▸ **Exercise**
Please reproduce the material word for word, starting at the line that contains "Pick out the man holding sign" and ending with the last line of the material, both included.

====== Given records

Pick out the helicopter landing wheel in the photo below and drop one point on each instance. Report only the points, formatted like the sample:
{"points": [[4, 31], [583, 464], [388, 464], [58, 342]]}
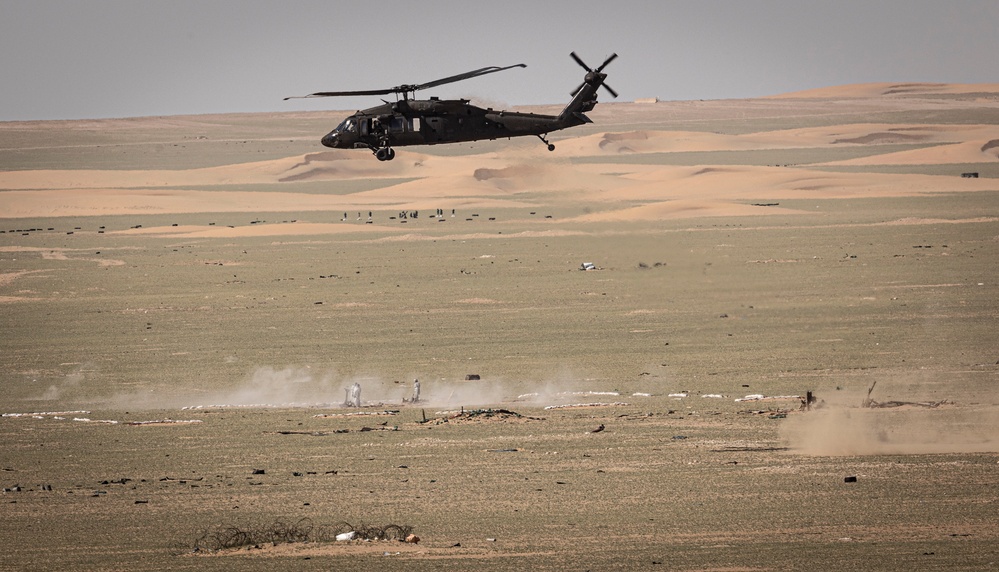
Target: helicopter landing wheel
{"points": [[545, 141]]}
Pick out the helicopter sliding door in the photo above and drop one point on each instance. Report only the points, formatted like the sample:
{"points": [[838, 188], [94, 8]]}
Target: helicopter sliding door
{"points": [[438, 130]]}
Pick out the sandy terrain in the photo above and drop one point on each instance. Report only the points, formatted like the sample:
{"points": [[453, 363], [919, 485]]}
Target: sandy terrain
{"points": [[184, 300]]}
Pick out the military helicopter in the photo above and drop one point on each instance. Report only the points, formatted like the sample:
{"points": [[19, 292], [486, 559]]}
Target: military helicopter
{"points": [[434, 121]]}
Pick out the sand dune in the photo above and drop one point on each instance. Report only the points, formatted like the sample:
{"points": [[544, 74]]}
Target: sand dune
{"points": [[894, 89]]}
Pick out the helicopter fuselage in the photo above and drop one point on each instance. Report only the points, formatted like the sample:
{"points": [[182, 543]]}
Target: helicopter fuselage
{"points": [[435, 121]]}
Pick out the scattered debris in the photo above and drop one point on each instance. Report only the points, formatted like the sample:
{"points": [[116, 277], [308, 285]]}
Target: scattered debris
{"points": [[165, 422], [479, 415], [575, 405], [229, 537], [760, 397], [359, 413], [872, 404]]}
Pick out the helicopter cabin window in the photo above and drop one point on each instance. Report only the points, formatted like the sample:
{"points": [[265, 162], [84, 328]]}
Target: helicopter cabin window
{"points": [[398, 124], [346, 126]]}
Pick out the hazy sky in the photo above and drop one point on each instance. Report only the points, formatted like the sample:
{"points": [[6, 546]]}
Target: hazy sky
{"points": [[70, 59]]}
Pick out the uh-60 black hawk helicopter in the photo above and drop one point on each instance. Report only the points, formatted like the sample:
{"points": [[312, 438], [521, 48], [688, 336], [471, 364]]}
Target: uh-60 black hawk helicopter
{"points": [[434, 121]]}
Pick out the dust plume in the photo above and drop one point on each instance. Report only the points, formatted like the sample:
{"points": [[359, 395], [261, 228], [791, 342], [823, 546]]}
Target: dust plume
{"points": [[844, 427]]}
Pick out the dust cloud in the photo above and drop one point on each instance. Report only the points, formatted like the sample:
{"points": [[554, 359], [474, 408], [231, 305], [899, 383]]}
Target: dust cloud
{"points": [[843, 427]]}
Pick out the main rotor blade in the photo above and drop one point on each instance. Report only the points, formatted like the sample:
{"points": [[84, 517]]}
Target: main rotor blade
{"points": [[607, 61], [405, 89], [345, 93], [464, 76], [579, 61]]}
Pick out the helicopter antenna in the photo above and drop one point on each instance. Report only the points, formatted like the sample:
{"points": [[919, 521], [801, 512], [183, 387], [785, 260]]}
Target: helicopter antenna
{"points": [[408, 89]]}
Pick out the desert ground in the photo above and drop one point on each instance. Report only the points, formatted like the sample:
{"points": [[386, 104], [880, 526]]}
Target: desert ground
{"points": [[184, 302]]}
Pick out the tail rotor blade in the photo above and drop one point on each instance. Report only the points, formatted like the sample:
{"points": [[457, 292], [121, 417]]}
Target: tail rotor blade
{"points": [[607, 61]]}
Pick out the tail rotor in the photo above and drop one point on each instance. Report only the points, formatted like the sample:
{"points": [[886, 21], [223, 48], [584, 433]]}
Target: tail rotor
{"points": [[594, 76]]}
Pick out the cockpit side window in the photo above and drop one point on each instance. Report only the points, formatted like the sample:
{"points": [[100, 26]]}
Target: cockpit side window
{"points": [[346, 125]]}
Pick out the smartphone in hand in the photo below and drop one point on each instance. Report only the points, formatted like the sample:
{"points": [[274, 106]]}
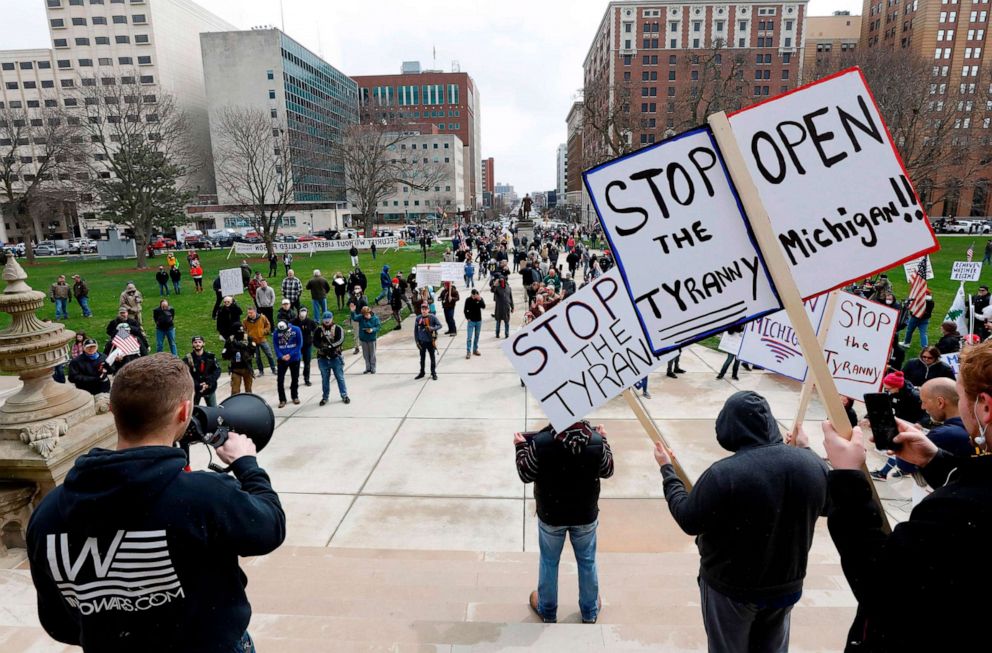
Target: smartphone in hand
{"points": [[882, 417]]}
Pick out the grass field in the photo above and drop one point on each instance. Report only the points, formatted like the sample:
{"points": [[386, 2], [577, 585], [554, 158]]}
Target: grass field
{"points": [[107, 280]]}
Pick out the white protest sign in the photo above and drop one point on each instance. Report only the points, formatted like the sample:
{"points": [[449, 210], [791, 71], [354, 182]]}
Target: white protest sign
{"points": [[771, 342], [230, 282], [687, 257], [909, 267], [838, 198], [858, 344], [583, 352], [731, 342], [453, 271], [966, 271], [309, 246], [428, 275]]}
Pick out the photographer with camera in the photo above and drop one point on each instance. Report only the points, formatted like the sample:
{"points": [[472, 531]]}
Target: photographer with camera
{"points": [[133, 554], [918, 585]]}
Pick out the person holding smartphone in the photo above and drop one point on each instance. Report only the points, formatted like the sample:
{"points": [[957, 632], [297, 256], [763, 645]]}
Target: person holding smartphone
{"points": [[917, 586]]}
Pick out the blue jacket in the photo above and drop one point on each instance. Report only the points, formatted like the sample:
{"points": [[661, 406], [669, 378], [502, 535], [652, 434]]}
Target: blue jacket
{"points": [[289, 342], [371, 323]]}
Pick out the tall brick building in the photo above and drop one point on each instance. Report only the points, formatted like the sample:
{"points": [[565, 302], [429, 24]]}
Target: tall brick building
{"points": [[648, 58], [432, 101], [954, 35]]}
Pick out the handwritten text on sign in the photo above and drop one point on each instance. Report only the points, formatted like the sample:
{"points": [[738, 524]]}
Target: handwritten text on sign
{"points": [[856, 349], [835, 190], [966, 271], [582, 353], [687, 258], [771, 341]]}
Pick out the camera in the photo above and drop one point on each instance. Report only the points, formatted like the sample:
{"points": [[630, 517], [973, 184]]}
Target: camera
{"points": [[244, 413]]}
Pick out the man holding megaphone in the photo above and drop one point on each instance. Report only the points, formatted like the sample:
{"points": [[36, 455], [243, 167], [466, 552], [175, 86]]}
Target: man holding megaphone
{"points": [[132, 553]]}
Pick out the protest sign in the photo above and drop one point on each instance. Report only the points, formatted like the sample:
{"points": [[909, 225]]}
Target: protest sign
{"points": [[428, 275], [230, 282], [582, 353], [858, 344], [910, 267], [856, 348], [966, 271], [452, 271], [838, 198], [687, 257], [771, 342], [730, 342], [311, 246]]}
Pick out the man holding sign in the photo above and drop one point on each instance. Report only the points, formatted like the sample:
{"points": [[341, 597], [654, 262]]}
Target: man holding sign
{"points": [[753, 514]]}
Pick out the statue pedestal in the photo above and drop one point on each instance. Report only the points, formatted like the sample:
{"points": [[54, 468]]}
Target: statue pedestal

============

▸ **Exercise result**
Pick out the man holding sign in the photo above and drop one point on each instance. Report only the points, formatted like the sample:
{"points": [[341, 597], [654, 262]]}
Target: man holding sign
{"points": [[753, 514]]}
Pick out the statue pedestal in the photo above and drop one point on each instance. Report only the points, formatted like the sample:
{"points": [[54, 468]]}
Target: statue pedestal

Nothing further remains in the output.